# [TASK REQUIREMENTS]
Across the listing below, state how many lines hold the string "woman"; write nothing but that number.
§ §
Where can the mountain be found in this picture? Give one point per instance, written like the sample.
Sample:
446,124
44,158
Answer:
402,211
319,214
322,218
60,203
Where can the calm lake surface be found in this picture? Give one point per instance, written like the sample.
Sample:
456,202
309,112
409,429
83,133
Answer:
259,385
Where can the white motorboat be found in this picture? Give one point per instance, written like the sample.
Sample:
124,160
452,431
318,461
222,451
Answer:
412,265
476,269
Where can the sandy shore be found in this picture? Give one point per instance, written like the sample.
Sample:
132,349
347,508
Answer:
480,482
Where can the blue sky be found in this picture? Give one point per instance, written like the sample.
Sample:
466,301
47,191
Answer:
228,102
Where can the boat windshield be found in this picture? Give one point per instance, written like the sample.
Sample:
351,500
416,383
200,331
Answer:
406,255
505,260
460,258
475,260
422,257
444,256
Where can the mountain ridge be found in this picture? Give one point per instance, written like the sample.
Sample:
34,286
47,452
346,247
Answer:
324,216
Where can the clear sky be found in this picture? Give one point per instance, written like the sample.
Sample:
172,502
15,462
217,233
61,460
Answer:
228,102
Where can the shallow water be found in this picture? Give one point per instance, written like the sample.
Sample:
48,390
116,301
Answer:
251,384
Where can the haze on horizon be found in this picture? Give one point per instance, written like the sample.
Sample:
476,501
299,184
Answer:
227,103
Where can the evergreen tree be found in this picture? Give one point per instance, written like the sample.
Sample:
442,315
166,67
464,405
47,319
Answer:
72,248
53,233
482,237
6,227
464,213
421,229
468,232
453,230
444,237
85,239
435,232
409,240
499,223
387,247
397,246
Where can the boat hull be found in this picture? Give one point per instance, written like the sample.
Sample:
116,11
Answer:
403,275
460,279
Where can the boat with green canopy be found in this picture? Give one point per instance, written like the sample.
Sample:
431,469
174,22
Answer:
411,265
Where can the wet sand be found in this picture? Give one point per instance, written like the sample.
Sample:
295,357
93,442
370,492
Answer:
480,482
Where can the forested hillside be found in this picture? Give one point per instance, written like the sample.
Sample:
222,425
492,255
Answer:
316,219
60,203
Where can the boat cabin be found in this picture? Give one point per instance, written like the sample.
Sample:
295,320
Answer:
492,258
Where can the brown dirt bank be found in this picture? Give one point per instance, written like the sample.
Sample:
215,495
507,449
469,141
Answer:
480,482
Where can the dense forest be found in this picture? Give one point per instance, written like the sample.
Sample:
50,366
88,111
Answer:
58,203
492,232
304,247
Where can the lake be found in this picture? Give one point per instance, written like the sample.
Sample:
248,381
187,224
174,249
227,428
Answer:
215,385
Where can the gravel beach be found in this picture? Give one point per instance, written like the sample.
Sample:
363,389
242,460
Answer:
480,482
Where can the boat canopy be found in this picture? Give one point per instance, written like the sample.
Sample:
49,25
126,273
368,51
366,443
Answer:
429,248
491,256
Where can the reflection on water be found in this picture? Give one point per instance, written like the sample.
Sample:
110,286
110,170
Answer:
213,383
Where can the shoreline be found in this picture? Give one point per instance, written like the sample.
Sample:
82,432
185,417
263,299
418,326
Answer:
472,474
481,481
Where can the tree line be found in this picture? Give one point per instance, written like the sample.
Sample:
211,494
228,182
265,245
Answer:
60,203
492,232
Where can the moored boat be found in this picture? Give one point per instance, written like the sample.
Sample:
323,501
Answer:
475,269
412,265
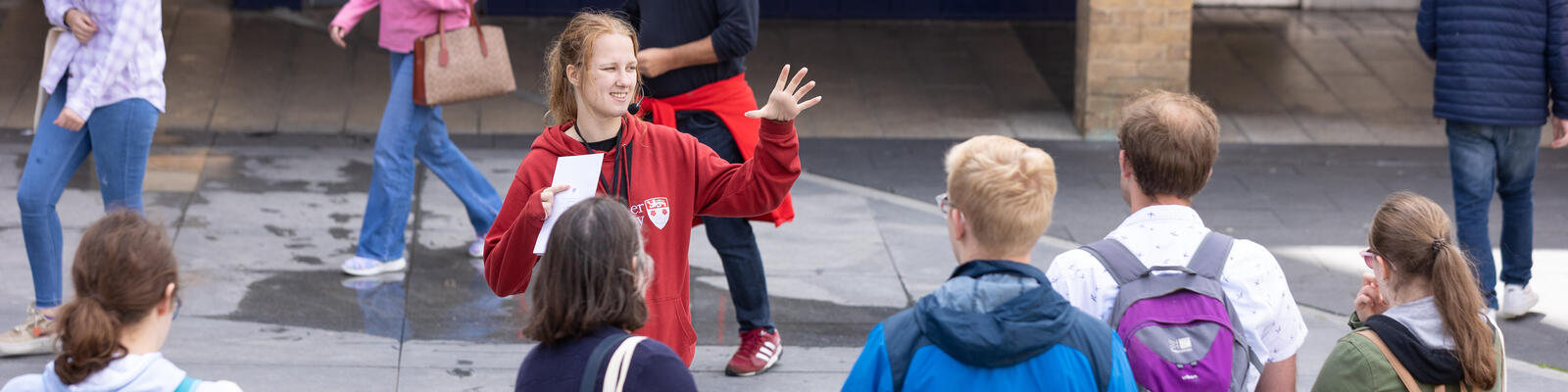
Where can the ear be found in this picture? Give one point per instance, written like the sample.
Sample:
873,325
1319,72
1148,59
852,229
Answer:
1121,162
956,224
167,305
574,75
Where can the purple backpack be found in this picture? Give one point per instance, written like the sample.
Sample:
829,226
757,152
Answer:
1180,329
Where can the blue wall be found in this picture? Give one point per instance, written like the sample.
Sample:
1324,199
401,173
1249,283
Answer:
1062,10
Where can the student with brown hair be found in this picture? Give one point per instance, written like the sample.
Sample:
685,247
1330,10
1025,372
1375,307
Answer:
588,298
665,177
1418,318
1168,146
110,334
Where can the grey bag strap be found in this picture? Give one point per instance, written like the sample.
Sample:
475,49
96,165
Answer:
1207,261
595,368
1117,259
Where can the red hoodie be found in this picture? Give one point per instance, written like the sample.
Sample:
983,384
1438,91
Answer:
673,179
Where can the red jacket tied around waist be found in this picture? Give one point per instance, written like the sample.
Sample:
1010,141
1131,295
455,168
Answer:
729,99
673,179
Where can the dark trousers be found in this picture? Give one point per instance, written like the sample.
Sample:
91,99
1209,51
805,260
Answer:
733,237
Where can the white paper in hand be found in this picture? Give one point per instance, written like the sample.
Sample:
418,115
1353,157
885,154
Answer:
582,172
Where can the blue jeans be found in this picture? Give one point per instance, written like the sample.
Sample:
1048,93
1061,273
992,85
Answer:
407,132
118,137
733,237
1489,159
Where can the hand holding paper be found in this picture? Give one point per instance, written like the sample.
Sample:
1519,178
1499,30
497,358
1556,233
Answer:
577,174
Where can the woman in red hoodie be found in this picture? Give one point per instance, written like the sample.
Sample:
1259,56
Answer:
666,177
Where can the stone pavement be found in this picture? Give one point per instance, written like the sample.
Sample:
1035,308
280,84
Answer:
1274,75
263,221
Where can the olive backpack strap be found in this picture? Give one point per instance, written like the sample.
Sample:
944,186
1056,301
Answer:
1399,368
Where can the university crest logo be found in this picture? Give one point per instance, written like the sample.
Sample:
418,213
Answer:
658,211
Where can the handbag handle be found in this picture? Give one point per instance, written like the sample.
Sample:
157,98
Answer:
474,21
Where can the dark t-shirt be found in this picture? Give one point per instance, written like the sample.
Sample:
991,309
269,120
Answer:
733,24
561,366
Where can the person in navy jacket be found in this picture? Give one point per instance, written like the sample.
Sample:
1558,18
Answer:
996,323
1501,73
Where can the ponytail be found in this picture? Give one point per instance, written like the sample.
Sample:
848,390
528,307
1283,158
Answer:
1458,303
122,270
1413,234
90,341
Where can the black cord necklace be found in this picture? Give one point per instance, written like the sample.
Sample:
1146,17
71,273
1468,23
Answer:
619,182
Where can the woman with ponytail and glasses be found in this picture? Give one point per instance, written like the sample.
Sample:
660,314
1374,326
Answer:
110,334
1418,320
665,177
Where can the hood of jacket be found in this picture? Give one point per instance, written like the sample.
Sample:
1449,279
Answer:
1413,331
129,373
995,314
559,143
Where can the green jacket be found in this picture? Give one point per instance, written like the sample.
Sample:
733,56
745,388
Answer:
1356,365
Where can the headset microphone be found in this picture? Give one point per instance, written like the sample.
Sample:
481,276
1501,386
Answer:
635,106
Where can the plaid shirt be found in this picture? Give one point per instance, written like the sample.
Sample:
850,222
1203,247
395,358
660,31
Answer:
124,60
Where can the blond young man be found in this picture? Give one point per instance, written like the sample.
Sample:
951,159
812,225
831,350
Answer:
1168,146
996,323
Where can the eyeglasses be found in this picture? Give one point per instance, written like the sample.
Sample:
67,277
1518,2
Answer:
1371,259
945,204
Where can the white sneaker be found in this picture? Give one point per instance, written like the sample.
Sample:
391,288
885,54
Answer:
35,336
477,248
368,267
1517,300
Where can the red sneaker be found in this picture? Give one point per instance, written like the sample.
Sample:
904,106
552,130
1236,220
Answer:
760,350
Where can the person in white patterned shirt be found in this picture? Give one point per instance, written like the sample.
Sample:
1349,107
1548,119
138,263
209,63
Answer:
1168,146
107,93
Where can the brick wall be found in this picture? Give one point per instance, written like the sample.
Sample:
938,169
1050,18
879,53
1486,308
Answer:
1123,47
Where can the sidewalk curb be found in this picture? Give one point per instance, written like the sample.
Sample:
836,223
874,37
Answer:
908,203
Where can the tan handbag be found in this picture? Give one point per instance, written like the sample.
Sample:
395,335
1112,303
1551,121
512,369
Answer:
462,65
43,96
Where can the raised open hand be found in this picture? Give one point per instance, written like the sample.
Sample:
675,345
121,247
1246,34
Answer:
784,102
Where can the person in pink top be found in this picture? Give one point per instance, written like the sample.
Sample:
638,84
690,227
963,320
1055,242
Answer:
410,132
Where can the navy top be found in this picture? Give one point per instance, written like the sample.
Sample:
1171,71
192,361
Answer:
676,23
1499,62
561,366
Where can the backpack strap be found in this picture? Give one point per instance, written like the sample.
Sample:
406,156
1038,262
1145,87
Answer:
1207,261
619,365
593,368
902,337
1399,368
188,384
1118,261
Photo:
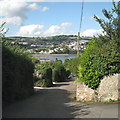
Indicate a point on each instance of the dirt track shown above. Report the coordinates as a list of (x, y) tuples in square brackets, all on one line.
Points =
[(57, 102)]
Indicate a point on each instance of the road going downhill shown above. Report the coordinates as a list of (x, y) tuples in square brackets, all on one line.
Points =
[(57, 102)]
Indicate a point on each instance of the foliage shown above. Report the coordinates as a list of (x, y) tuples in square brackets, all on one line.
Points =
[(112, 26), (100, 58), (72, 65), (17, 72), (47, 75), (2, 30), (102, 55), (58, 72)]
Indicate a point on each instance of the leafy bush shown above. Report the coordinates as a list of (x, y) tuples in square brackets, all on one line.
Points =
[(101, 58), (48, 77), (72, 65), (17, 73)]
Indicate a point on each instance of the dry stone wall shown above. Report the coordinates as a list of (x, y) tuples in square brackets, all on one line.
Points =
[(109, 88)]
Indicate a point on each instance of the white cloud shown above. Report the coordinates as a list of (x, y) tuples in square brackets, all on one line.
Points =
[(57, 29), (15, 12), (44, 9), (17, 21), (31, 30), (37, 30), (92, 32)]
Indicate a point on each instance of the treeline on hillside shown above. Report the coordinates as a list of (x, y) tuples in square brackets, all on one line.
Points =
[(17, 73)]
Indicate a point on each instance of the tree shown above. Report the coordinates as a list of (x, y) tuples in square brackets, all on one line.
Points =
[(112, 26)]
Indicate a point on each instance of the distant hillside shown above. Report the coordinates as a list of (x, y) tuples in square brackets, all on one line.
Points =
[(59, 38)]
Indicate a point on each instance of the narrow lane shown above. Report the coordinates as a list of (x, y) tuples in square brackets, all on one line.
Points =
[(57, 102)]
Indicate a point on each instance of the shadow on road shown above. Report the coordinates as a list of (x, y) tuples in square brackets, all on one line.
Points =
§ §
# [REPLY]
2